▶ WORK TO COMPLETE: Please print every one of the entries below line for line, leaving the pictures out of your copy.

▶ GIVEN DATA:
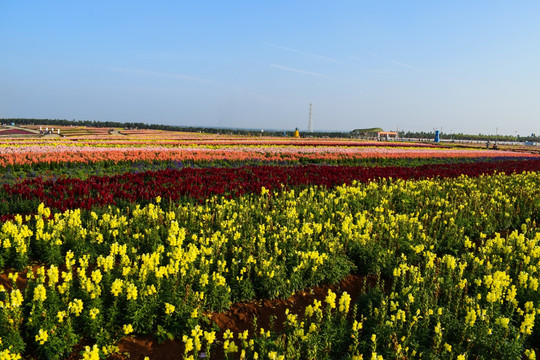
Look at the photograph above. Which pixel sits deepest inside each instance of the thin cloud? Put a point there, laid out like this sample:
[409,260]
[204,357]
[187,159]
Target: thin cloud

▶ SOLUTION:
Look at the photograph above. Which pixel sits deepest inside each instance of the thin cloud? Put a point there, laid out like this sample:
[409,260]
[204,357]
[187,159]
Target: thin cloud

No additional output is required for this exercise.